- [EXTRAIT DU DOCUMENT]:
==============================
Je suis allé dans preferences deSafari et n'ai pas trouvé pour suivre ton conseil.

Y a t-il aussi quelque chose de semblable dans FireFox ?

Je suis allé voir le guide d'install de Tor et l'idée d'utiliser un navigateur avec Tor et l'autre sans, intéressante, a condition d'y penser, et je ne suis pas sur d'y penser avant... plus certainement apres. C'est vrai que souvent les pub je ne les vois pas non plus mais là, n'ayant pas satisfait pleinement ma curiosité, ça continuait de me soucier et voir trois panneaux cote à cote representant une même pub, j'ai trouvé ça lourd, maladroit et intrusif et ça m'a franchement agacé.


----------



## jmos (8 Février 2010)

Dans Safari, c'est super simple: Barre supérieure, tu cliques sur Safari et dans le menu déroulant qui s'affiche, tu coches navigation privée....c'est tout.

Pour Firefox, je ne sais pas mais un petit coup de google et ça devrait sortir....

Attention quand même, tu devras systématiquement t'identifier sur tes sites habituels. tu ne seras plus reconnu.

L'astuce des référants, c'est pour éviter qu'un site accumule des infos sur tes goûts. Par exemple tu aimes la musique classique et tu cliques sur un lien Amazon depuis une page de CD de musique classique vers une page d'un site de matériel hifi, eh bien le site de hifi va savoir que tu es un amateur de musique classique et les matériels qui te seront proposés insisteront sur la qualité du son pour le classique. Crois moi, c'est très au point.


----------



## pascalformac (8 Février 2010)

ronparchita a dit:


> Pascalformac m'a dit : espionné c'est un bien grand mot
> espionner : définition du Dico de l'Académie (...)Par ext. Surveiller secrêtement autrui, ses actions, ses paroles


et bien justement
ce n'est PAS en secret
c'est fait tout à fait ouvertement à partir du moment où on accepte le cookie

va donc lire les pages de google à ce sujet par exemple


----------



## Joachim du Balay (8 Février 2010)
==============================
- [DONNÉES FOURNIES]:
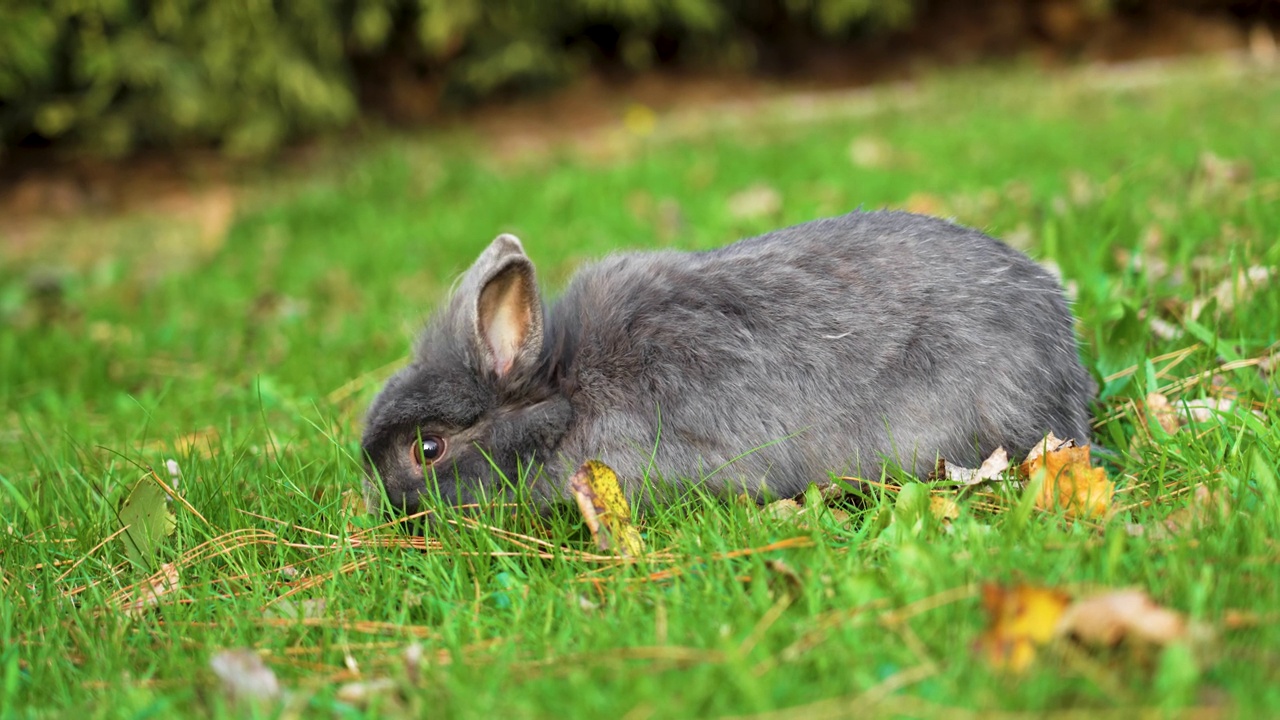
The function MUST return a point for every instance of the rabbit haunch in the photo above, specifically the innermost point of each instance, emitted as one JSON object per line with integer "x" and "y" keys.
==============================
- [CONSIGNES DE L'EXERCICE]:
a - Dites si chacune de ces affirmations correspond à l'extrait de forum sur les cookies et la navigation privée, en répondant par oui ou non et en citant mot pour mot le passage qui tranche : (i) selon jmos, dans Safari, on active la navigation privée depuis le menu déroulant qui s'ouvre en cliquant sur Safari ; (ii) jmos explique comment faire la même chose dans Firefox ; (iii) pour pascalformac, le suivi par cookie se fait en secret.
b - Écrivez la suite de l'extrait de forum sur les cookies et la navigation privée, à partir de sa dernière ligne.
Ces données viennent d'une autre source que l'extrait.

- [CORRIGÉ DE L'EXERCICE]:
a -
(i) Oui : « tu cliques sur Safari et dans le menu déroulant qui s'affiche, tu coches navigation privée »
(ii) Non : « Pour Firefox, je ne sais pas »
(iii) Non : « ce n'est PAS en secret »

b -
bizarre, sur Firefox/Windows, on peut sélectionner les sites dont on accepte les cookies, mais cette option n'existe pas dans Firefox/Mac...
à noter que McG a un nombre record de cookies, on est vraiment bien fliqué, ici... :rateau:


----------



## pascalformac (8 Février 2010)

Joachim du Balay a dit:


> bizarre, sur Firefox/Windows, on peut sélectionner les sites dont on accepte les cookies


t'as  , normalement
pref firefox / vie privée/cookies/ Exceptions

( exceptions bloque les cookies de sites listés, entrés par toi)


----------



## Joachim du Balay (8 Février 2010)

ben non, j'ai pas...(FF 3.5.7)
y'a une MAJ qui m'a échappée ?

ah oui, 3.6...


----------



## ronparchita (8 Février 2010)

jmos a dit:


> Attention quand même, tu devras systématiquement t'identifier sur tes sites habituels. tu ne seras plus reconnu.



Merci jmos, et merci de cette mise en garde. Je pensais que les cookies c'etait d'abord ça, en fait ce que je ne comprends pas c'est que quand j'arrive sur certains sites, l'authentification est automatique, sans aucune intervention, ici ça depend, pour repondre à ce message, j'ai du confirmer mon ID et mon mdp qui se sont complétés seul, mais si je viens sur le forum pour faire une recherche, si je veux me connecter, il faut que je donne mon ID et l'ordi complete avec le mdp et je n'ai plus qu'a valider.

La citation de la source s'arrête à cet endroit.